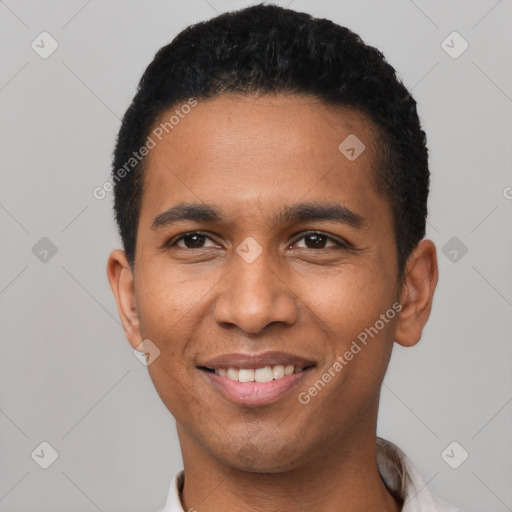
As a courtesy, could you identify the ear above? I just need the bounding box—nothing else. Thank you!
[107,249,142,348]
[395,239,439,347]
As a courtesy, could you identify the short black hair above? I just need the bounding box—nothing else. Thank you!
[112,4,430,279]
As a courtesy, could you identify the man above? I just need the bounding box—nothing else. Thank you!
[107,5,457,512]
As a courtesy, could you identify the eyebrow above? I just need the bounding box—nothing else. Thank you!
[151,203,366,230]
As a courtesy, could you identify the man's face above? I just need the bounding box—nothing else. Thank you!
[126,95,399,472]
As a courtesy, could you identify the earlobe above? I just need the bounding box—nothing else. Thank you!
[107,249,142,348]
[395,239,439,347]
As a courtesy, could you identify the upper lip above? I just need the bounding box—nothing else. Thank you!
[198,352,315,370]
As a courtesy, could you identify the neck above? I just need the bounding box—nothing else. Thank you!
[178,416,402,512]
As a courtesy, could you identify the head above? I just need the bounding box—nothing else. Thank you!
[108,5,437,471]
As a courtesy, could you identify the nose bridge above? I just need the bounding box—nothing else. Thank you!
[214,240,297,333]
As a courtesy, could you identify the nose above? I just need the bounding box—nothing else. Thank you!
[214,251,298,334]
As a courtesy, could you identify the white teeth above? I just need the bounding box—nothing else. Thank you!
[254,366,274,382]
[226,368,239,380]
[238,368,254,382]
[272,364,284,379]
[215,364,304,382]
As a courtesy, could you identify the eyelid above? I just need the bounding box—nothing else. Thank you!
[163,229,352,251]
[163,230,217,250]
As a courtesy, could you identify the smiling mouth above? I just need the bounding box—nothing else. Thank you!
[200,364,314,383]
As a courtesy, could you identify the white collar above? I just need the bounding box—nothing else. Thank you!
[158,437,461,512]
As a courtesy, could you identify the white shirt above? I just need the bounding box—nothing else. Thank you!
[158,437,461,512]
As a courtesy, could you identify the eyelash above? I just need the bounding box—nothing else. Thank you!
[163,231,351,251]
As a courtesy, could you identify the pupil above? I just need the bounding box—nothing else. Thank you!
[185,234,204,247]
[306,235,324,248]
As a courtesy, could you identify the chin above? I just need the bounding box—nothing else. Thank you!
[210,436,301,473]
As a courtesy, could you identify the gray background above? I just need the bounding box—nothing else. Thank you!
[0,0,512,512]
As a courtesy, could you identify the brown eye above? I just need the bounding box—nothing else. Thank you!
[295,232,343,249]
[168,231,216,249]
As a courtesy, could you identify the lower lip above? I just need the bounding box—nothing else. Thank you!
[201,368,312,405]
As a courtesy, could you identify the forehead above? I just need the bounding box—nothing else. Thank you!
[140,95,389,232]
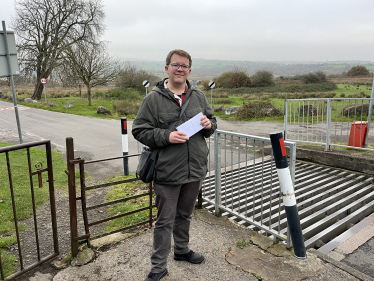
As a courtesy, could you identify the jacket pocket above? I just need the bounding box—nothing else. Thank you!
[158,112,179,129]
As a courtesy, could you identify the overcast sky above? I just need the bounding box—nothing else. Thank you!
[0,0,374,62]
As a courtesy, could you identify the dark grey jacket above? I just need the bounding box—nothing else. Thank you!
[132,81,217,185]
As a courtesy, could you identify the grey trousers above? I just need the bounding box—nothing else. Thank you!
[151,180,202,273]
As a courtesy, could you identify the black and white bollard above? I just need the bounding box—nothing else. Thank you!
[121,117,129,176]
[270,132,306,259]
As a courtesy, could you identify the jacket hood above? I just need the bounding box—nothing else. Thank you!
[156,78,191,90]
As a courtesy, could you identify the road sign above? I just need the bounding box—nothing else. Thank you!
[143,80,149,88]
[0,30,19,77]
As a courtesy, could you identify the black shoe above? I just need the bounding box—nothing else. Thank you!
[145,268,168,281]
[174,250,205,264]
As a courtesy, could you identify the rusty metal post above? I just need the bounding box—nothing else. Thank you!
[149,181,153,228]
[45,141,59,255]
[79,159,91,248]
[197,188,203,209]
[66,137,78,257]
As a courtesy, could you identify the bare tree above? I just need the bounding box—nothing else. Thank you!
[117,61,155,91]
[12,0,104,100]
[60,42,120,105]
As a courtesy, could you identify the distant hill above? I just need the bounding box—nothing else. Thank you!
[130,59,374,79]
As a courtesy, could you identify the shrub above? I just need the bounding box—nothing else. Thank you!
[236,101,283,120]
[113,100,140,116]
[116,63,161,92]
[301,71,327,84]
[242,94,257,100]
[347,65,370,76]
[106,88,143,101]
[251,70,275,87]
[92,91,106,99]
[221,82,336,95]
[213,70,251,88]
[213,98,234,104]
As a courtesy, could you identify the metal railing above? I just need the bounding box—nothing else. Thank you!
[284,98,374,151]
[202,130,296,246]
[0,140,59,280]
[65,138,156,257]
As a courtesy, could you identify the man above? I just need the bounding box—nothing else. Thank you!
[132,50,217,281]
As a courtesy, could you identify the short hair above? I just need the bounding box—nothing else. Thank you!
[166,49,192,67]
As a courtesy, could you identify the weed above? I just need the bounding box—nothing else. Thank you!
[105,174,156,232]
[236,239,252,249]
[252,273,262,281]
[113,100,140,116]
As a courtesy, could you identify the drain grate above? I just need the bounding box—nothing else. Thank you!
[203,160,374,248]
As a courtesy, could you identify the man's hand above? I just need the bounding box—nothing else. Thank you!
[169,131,189,143]
[200,115,212,130]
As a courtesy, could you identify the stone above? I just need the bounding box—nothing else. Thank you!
[251,231,273,250]
[91,232,132,248]
[260,108,283,116]
[29,272,53,281]
[71,248,95,266]
[214,104,225,112]
[297,105,322,117]
[266,243,294,257]
[314,239,325,249]
[225,106,240,115]
[64,102,75,108]
[51,260,69,269]
[97,105,112,115]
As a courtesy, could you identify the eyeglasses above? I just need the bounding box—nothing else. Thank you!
[170,63,190,71]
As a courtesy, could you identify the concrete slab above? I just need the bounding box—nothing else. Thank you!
[335,220,374,255]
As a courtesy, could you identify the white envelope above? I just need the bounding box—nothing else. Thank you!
[177,112,204,137]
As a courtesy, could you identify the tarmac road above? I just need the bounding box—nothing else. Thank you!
[0,101,283,179]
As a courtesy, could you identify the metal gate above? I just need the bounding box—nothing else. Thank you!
[0,140,59,280]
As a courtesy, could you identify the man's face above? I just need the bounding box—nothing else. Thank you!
[165,54,191,85]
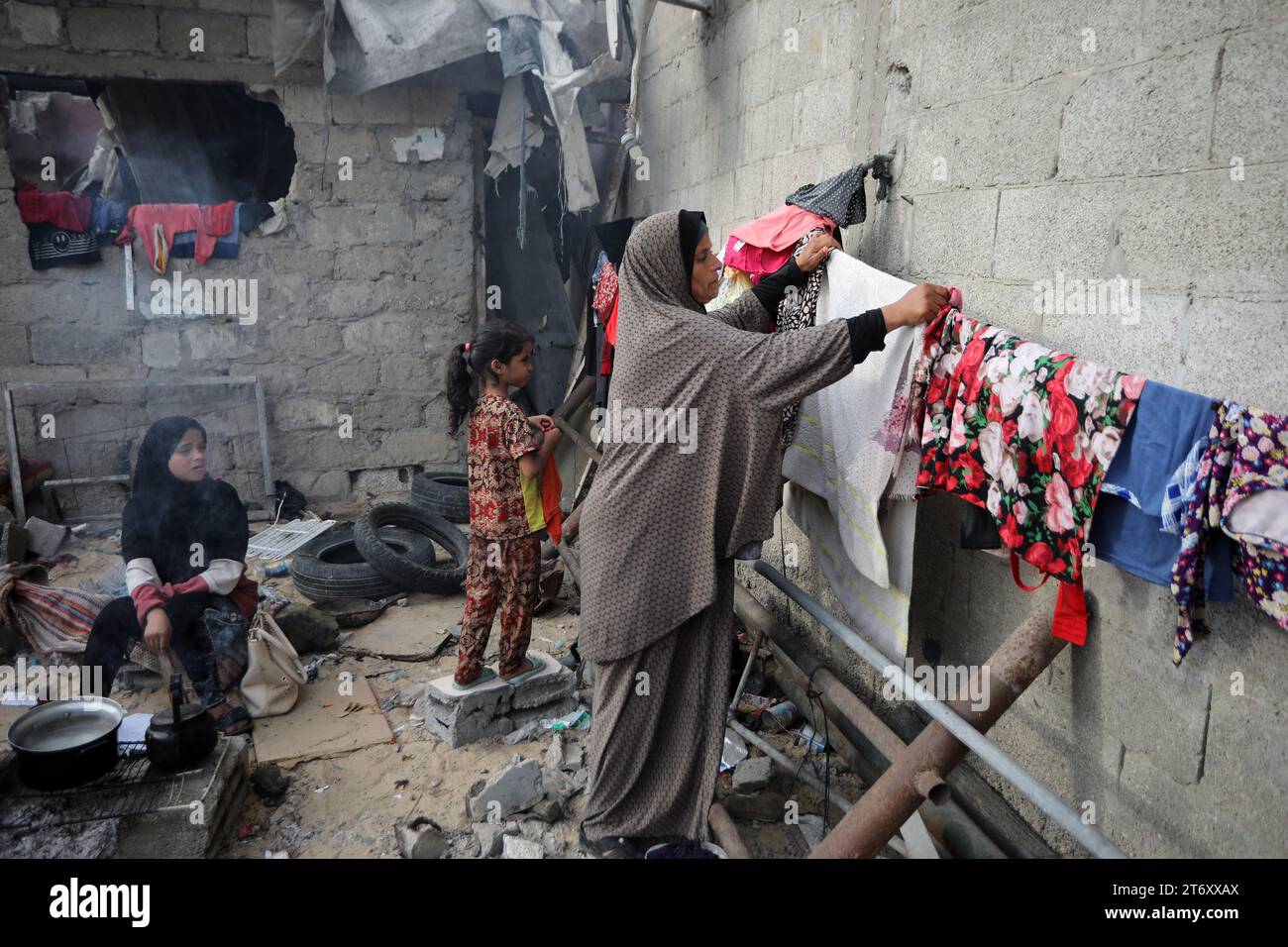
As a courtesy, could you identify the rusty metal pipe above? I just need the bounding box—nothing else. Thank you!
[755,559,1126,858]
[734,585,950,805]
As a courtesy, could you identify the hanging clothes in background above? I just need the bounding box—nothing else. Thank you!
[773,228,827,451]
[722,204,836,283]
[917,309,1145,582]
[1172,401,1288,665]
[590,259,617,376]
[1089,381,1234,601]
[787,163,868,227]
[16,181,94,233]
[170,201,241,261]
[782,253,922,661]
[595,217,635,266]
[116,201,237,273]
[707,264,752,311]
[914,309,1145,644]
[89,197,130,244]
[501,17,541,78]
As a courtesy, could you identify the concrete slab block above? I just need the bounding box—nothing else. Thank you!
[465,760,546,822]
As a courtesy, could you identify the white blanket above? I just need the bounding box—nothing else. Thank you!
[783,253,922,589]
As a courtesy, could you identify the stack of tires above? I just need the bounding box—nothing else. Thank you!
[291,502,469,601]
[411,471,471,523]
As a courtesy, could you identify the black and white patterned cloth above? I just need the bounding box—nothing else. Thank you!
[774,227,825,451]
[787,163,868,227]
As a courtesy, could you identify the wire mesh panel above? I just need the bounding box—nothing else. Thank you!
[5,377,271,520]
[246,519,335,559]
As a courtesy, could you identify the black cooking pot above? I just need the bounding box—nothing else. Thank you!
[143,663,219,770]
[9,697,125,789]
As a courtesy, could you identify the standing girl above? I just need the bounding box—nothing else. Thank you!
[447,320,559,690]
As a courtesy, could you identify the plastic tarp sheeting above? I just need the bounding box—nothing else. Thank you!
[483,76,546,177]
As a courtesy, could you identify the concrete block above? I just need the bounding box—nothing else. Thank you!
[1173,296,1288,414]
[161,10,246,60]
[197,0,255,13]
[1060,49,1216,177]
[733,756,774,792]
[331,85,411,125]
[890,108,956,194]
[952,82,1066,187]
[467,760,545,822]
[909,3,1017,107]
[989,183,1134,281]
[8,3,63,47]
[31,327,141,365]
[471,822,518,858]
[117,737,250,860]
[1121,163,1288,297]
[1140,0,1275,49]
[1004,0,1151,86]
[501,835,546,858]
[1211,26,1288,165]
[67,7,158,53]
[0,326,31,365]
[396,815,451,858]
[911,191,997,275]
[1042,291,1193,384]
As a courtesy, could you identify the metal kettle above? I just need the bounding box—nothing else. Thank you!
[143,656,219,770]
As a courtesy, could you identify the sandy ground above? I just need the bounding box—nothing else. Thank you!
[12,509,859,858]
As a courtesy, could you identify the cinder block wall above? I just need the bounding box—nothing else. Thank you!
[630,0,1288,857]
[0,0,474,498]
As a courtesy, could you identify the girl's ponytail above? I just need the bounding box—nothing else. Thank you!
[447,342,478,437]
[446,318,535,437]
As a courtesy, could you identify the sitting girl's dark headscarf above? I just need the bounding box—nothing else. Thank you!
[121,417,249,582]
[680,210,707,277]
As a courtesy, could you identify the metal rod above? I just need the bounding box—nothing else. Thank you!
[8,374,264,391]
[729,628,761,712]
[252,374,275,506]
[661,0,716,17]
[4,385,27,526]
[707,802,751,858]
[554,417,604,463]
[754,559,1126,858]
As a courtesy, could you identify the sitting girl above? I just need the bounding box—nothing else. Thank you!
[85,417,259,736]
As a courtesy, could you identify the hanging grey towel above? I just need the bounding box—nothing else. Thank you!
[787,163,868,227]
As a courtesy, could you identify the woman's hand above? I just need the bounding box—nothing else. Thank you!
[143,608,170,655]
[881,282,948,331]
[795,232,841,273]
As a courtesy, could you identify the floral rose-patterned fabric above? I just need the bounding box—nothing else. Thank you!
[1172,402,1288,664]
[913,309,1145,582]
[467,394,537,540]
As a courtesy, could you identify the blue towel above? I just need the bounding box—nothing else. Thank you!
[1089,381,1234,601]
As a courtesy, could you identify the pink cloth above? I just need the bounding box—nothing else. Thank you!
[724,204,836,281]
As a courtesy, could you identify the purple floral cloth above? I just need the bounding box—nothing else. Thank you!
[1172,402,1288,665]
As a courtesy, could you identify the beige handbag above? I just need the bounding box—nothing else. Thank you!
[241,609,308,717]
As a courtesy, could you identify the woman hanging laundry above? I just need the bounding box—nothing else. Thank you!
[85,417,259,734]
[579,211,948,858]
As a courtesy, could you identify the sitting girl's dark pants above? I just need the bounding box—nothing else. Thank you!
[84,591,246,707]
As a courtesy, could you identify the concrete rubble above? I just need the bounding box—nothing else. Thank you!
[465,760,546,822]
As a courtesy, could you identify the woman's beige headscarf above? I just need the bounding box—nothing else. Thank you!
[577,211,854,663]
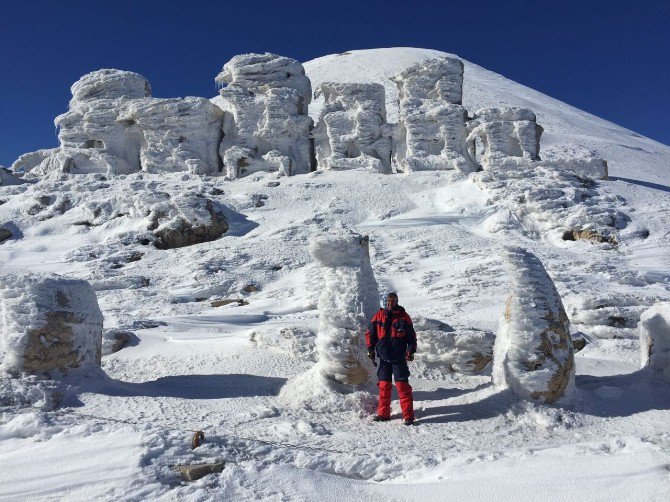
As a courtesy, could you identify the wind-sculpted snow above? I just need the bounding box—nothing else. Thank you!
[393,57,476,173]
[215,53,312,179]
[638,303,670,382]
[0,274,102,374]
[23,70,223,176]
[282,226,379,410]
[312,82,392,173]
[473,157,629,245]
[493,247,575,403]
[467,107,543,165]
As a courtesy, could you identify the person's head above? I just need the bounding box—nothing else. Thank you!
[386,293,398,310]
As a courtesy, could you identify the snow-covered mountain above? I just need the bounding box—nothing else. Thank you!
[0,48,670,500]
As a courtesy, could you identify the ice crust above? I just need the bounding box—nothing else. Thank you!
[0,274,102,374]
[492,246,575,403]
[312,82,393,173]
[638,302,670,382]
[216,53,312,179]
[282,226,379,410]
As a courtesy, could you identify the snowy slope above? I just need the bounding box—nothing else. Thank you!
[0,48,670,500]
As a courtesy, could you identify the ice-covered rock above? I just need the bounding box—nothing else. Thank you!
[467,107,543,169]
[473,162,628,245]
[638,302,670,381]
[26,69,223,176]
[216,53,312,178]
[0,166,24,186]
[0,274,102,374]
[312,82,392,173]
[282,227,379,409]
[393,57,476,172]
[393,57,463,105]
[493,247,575,403]
[70,68,151,108]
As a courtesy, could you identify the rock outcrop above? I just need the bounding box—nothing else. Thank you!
[312,82,392,173]
[393,57,476,172]
[281,227,379,409]
[493,247,575,403]
[638,303,670,382]
[216,53,312,179]
[25,69,223,175]
[0,274,102,374]
[467,107,543,169]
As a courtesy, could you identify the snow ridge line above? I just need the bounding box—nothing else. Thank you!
[49,410,371,460]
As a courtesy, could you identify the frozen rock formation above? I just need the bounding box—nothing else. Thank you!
[474,158,628,245]
[393,57,476,172]
[0,166,24,186]
[638,303,670,382]
[493,247,575,403]
[216,53,312,179]
[0,274,102,374]
[467,107,542,169]
[25,69,223,175]
[282,227,379,409]
[312,82,392,173]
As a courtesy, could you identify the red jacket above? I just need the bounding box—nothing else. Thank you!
[365,305,416,361]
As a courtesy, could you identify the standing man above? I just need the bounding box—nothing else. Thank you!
[365,293,416,425]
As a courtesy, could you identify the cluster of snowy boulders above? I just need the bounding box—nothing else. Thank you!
[493,247,575,403]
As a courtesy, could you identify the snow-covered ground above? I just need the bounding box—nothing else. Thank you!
[0,48,670,501]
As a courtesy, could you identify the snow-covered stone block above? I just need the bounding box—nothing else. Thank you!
[70,68,151,108]
[393,57,463,105]
[638,303,670,381]
[312,82,392,173]
[393,98,477,173]
[216,53,312,178]
[9,148,59,175]
[31,70,223,176]
[0,166,24,186]
[493,247,575,403]
[540,146,609,180]
[0,274,102,374]
[393,57,477,172]
[116,97,223,175]
[281,226,379,409]
[467,107,543,169]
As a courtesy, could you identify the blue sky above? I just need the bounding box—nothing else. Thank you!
[0,0,670,166]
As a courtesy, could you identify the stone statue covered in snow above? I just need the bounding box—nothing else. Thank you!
[638,303,670,382]
[281,227,379,409]
[0,274,102,374]
[216,53,312,179]
[393,57,476,172]
[493,247,575,403]
[312,82,391,173]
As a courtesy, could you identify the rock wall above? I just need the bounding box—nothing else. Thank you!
[312,82,392,173]
[638,303,670,382]
[393,57,476,172]
[0,274,102,374]
[26,69,223,175]
[492,247,575,403]
[216,53,312,179]
[467,107,543,169]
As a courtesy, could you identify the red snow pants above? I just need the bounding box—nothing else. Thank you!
[377,361,414,420]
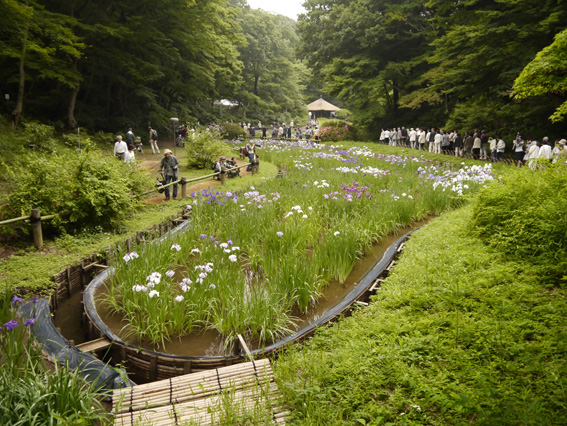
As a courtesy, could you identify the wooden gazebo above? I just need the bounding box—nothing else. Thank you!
[307,96,340,119]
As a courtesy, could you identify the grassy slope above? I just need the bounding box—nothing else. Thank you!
[0,162,277,294]
[275,207,567,425]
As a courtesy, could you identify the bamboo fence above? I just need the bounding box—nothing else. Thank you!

## [Task requirements]
Please repeat the records word for word, starting at the first line and stopping after the line that contains "[163,230,217,250]". Leave the pictures out of your answer.

## [Response to the exercise]
As a courtesy, could you identify the ear above? I just need the bounding box—nothing else. Thank you!
[107,249,142,348]
[395,239,439,347]
As a courtesy, could you identify the short black hair above? I just need the bounding box—nothing else. Thank you!
[112,4,430,279]
As a courtesy, could you identify the man above? I just need the bounding box—nothing else. Thank you!
[107,5,457,512]
As a courtesy, could you identify the eyebrow above? I just need the bounding box—nothing else. Thank you!
[151,203,366,230]
As a courtesy, could you identify the man's face above? I just need the bounding box—nothing else. Thank you!
[126,95,399,472]
As a courtesy, could you identify the earlobe above? I just need the bounding box—nothing else. Thank you!
[107,249,142,348]
[395,239,439,347]
As a courtesy, could you identify the upper lip above? I just need the bounding box—nothing else. Thank you!
[198,352,315,370]
As a courtesy, could you identify the neck above? I just need the bounding box—nothing else. Thank you!
[178,416,402,512]
As a courtesy, could you identify the head above? I just need the bounding box—nothing else. Thank you!
[108,5,437,471]
As a courtesy, could you identify the nose bridge above? I just need the bounding box—nothing else. Thank you!
[214,240,297,333]
As a courtesy, could you identify the nose above? I just need the bounding box—nothing else. Thank you!
[214,251,298,334]
As a courtesy, could you identify the white teeth above? I just need the bounding box—nothing else. Thank you!
[254,366,274,382]
[226,368,239,380]
[238,368,254,382]
[272,364,284,379]
[215,364,304,382]
As a courtesy, could you identify the eyelid above? I just need the bounding box—nothing else. Thank you!
[163,229,352,251]
[163,230,217,250]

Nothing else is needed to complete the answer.